THE REQUEST
Starting at the line containing "Where can you spot the curved" and ending with the last line of the entries below, render those lines as a JSON list of strings, one string per line, leaving out any blank lines.

ROWS
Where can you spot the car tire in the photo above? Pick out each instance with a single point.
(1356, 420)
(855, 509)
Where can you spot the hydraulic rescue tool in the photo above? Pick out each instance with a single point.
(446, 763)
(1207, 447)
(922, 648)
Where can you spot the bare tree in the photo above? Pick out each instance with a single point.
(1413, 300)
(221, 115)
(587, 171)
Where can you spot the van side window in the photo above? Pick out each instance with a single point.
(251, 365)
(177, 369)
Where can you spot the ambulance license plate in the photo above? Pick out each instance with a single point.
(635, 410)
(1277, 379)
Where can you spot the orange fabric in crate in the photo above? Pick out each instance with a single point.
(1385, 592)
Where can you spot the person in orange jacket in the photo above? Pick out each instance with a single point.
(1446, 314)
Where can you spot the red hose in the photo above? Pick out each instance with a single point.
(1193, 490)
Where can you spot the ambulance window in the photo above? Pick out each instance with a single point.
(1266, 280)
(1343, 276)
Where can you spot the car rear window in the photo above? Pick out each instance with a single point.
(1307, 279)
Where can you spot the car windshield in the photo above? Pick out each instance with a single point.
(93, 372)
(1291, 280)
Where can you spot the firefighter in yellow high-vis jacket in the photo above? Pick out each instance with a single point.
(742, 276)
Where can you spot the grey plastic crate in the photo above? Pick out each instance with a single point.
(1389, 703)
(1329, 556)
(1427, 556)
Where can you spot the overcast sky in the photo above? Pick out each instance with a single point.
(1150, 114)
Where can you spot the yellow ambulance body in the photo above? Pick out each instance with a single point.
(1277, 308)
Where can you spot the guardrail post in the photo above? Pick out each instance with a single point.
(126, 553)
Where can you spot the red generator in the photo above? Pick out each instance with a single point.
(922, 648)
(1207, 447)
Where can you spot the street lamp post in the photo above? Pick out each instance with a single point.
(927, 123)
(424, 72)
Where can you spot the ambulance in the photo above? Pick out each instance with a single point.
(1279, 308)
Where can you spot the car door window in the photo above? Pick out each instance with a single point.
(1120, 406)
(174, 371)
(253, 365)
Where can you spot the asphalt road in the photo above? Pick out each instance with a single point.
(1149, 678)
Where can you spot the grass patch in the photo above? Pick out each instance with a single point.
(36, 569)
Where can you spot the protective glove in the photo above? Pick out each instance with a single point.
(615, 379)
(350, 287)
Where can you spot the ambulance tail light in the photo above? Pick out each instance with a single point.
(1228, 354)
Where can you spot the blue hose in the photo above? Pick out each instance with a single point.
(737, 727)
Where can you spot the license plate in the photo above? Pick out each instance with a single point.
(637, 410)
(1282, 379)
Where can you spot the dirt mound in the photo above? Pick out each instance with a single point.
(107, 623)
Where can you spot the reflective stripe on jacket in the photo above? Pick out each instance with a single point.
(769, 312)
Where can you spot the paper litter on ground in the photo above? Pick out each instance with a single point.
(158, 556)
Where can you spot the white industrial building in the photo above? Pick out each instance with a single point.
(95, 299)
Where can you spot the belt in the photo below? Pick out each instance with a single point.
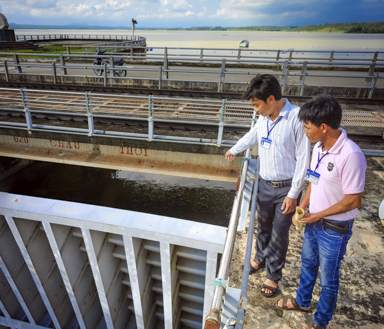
(342, 227)
(279, 183)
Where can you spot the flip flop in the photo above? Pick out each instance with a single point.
(253, 270)
(295, 307)
(272, 289)
(315, 326)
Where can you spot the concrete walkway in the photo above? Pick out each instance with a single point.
(361, 295)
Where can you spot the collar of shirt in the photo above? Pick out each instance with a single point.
(283, 113)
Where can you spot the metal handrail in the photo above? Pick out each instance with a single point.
(30, 102)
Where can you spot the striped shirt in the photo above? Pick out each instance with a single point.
(289, 153)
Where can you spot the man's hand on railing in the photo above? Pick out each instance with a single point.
(229, 156)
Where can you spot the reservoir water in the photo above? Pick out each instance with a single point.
(192, 199)
(231, 39)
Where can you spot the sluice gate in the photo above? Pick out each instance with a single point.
(70, 265)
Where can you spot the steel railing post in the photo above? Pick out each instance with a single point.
(111, 67)
(91, 128)
(150, 119)
(371, 72)
(17, 62)
(54, 73)
(302, 77)
(28, 117)
(284, 81)
(331, 56)
(370, 95)
(105, 74)
(222, 76)
(221, 124)
(165, 65)
(374, 59)
(160, 75)
(278, 55)
(6, 71)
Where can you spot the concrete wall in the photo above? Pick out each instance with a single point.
(84, 81)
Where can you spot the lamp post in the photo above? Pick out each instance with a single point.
(134, 22)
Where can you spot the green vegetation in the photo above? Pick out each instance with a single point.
(368, 27)
(50, 50)
(361, 27)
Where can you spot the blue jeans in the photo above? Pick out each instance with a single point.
(273, 229)
(322, 248)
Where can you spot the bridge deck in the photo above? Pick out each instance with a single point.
(179, 109)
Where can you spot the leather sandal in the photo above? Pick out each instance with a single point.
(272, 289)
(315, 326)
(296, 307)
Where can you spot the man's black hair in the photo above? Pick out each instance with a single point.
(262, 86)
(321, 109)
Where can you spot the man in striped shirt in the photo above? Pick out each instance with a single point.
(284, 153)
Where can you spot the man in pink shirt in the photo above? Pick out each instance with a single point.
(336, 184)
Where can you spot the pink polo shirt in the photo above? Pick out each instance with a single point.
(342, 171)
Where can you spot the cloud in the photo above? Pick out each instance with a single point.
(186, 13)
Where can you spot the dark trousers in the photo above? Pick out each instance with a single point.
(273, 229)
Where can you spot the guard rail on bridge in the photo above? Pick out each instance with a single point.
(71, 265)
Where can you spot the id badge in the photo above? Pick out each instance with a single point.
(312, 176)
(266, 142)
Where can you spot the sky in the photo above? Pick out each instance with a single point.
(190, 13)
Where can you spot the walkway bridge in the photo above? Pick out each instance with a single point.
(71, 265)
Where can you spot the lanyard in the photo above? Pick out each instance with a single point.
(319, 159)
(269, 130)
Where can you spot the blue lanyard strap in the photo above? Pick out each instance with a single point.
(319, 159)
(269, 130)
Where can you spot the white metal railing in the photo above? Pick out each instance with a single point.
(149, 110)
(67, 265)
(42, 37)
(361, 74)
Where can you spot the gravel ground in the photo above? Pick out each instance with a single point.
(361, 295)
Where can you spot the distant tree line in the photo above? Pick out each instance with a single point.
(362, 27)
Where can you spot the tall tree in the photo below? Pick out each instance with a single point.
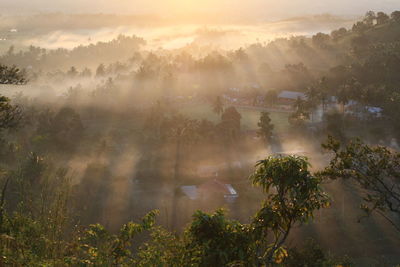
(218, 106)
(265, 128)
(375, 170)
(294, 194)
(11, 75)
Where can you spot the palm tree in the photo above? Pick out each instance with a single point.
(313, 96)
(183, 131)
(266, 127)
(218, 106)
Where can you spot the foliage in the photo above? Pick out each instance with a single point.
(218, 106)
(266, 127)
(374, 169)
(293, 196)
(11, 75)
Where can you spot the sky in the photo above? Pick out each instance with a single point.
(245, 8)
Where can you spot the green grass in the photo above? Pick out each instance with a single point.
(249, 121)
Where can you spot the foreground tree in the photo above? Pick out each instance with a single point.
(376, 170)
(294, 194)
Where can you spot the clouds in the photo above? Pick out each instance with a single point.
(258, 8)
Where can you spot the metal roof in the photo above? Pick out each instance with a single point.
(292, 95)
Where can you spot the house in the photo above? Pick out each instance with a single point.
(289, 97)
(211, 190)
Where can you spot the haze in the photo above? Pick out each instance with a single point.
(249, 9)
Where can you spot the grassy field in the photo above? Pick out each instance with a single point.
(250, 117)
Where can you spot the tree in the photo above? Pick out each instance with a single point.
(271, 97)
(72, 72)
(395, 16)
(293, 195)
(376, 172)
(230, 123)
(183, 131)
(360, 27)
(321, 39)
(370, 18)
(382, 18)
(266, 128)
(313, 98)
(11, 75)
(218, 106)
(101, 71)
(10, 115)
(301, 113)
(344, 96)
(338, 34)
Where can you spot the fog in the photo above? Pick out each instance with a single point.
(127, 105)
(250, 9)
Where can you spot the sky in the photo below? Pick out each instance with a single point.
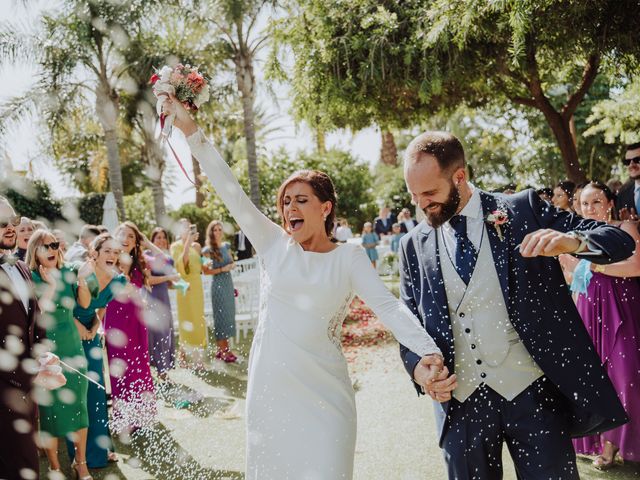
(24, 143)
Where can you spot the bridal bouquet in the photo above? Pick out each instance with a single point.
(185, 82)
(191, 89)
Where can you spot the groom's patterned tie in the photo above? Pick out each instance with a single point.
(466, 254)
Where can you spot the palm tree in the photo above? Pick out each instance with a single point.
(235, 22)
(79, 52)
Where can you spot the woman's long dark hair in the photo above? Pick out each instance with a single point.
(137, 257)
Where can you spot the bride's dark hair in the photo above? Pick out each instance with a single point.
(322, 187)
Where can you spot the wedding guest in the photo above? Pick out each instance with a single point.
(397, 234)
(370, 241)
(610, 310)
(576, 206)
(79, 250)
(406, 220)
(191, 322)
(103, 285)
(160, 325)
(384, 221)
(22, 340)
(343, 232)
(127, 338)
(57, 286)
(614, 185)
(24, 231)
(628, 200)
(562, 194)
(242, 246)
(222, 291)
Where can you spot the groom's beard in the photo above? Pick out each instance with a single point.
(447, 209)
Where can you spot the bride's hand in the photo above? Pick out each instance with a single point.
(182, 120)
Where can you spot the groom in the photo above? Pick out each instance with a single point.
(482, 276)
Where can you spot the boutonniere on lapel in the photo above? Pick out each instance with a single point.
(497, 218)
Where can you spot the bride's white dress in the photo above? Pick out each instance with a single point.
(301, 416)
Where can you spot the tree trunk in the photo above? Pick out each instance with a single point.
(321, 145)
(107, 111)
(562, 132)
(198, 181)
(388, 150)
(246, 83)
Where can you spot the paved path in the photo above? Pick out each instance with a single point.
(396, 434)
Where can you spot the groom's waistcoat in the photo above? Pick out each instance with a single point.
(487, 347)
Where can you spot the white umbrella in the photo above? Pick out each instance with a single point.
(110, 212)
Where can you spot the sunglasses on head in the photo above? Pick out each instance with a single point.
(13, 220)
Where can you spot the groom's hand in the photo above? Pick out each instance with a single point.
(548, 243)
(431, 374)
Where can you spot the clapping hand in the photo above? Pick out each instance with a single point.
(433, 377)
(50, 374)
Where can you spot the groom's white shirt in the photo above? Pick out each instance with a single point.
(473, 211)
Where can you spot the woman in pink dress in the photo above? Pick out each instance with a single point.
(609, 304)
(127, 339)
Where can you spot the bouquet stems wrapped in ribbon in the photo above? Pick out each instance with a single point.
(189, 87)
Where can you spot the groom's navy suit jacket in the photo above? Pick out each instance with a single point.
(538, 301)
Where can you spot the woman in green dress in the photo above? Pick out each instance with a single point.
(63, 412)
(222, 291)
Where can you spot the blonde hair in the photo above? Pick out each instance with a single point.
(35, 242)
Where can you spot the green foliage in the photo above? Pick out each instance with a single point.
(390, 188)
(618, 118)
(139, 209)
(90, 208)
(31, 198)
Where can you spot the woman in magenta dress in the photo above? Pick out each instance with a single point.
(610, 310)
(127, 339)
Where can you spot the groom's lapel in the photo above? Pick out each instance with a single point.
(499, 247)
(430, 258)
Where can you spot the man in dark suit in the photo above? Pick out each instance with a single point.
(242, 246)
(482, 275)
(20, 346)
(628, 200)
(384, 222)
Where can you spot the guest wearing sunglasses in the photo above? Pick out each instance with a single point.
(628, 201)
(58, 288)
(21, 341)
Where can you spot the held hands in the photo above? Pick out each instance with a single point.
(433, 377)
(548, 243)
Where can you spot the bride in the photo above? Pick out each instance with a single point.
(301, 416)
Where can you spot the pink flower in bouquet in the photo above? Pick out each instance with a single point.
(195, 81)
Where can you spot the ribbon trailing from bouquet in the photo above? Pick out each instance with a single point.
(189, 87)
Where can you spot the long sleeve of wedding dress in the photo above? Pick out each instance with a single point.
(394, 314)
(261, 231)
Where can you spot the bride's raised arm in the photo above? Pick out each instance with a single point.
(261, 231)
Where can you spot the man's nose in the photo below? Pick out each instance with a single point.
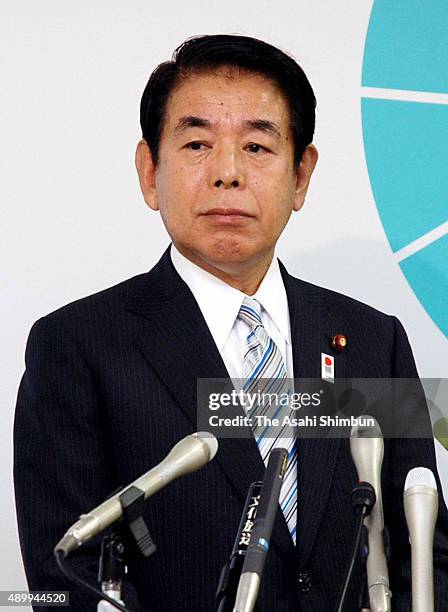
(227, 170)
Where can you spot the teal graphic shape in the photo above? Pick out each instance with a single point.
(407, 46)
(406, 143)
(426, 272)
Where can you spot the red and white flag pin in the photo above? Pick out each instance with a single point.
(327, 367)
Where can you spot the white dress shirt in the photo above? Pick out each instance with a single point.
(220, 304)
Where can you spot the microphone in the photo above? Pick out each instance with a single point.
(188, 455)
(367, 449)
(231, 572)
(257, 550)
(421, 504)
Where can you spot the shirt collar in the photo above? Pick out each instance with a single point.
(220, 303)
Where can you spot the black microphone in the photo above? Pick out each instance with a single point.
(250, 580)
(231, 572)
(188, 455)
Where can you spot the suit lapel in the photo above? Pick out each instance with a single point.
(312, 328)
(176, 341)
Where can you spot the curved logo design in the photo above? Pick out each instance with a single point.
(405, 125)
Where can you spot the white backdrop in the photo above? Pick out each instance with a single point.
(74, 221)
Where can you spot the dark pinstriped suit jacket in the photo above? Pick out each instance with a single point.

RESPONSE
[
  "Where can you spot the curved logo design in the photo above? Pick out each instance with a single point.",
  "(405, 125)",
  "Where can you spot the white backdrop in the photo above? Pick out each instance with a single point.",
  "(74, 221)",
  "Where can you spot the dark pinstriped suit jacket in the photo above? Pick out each instance with a single point."
]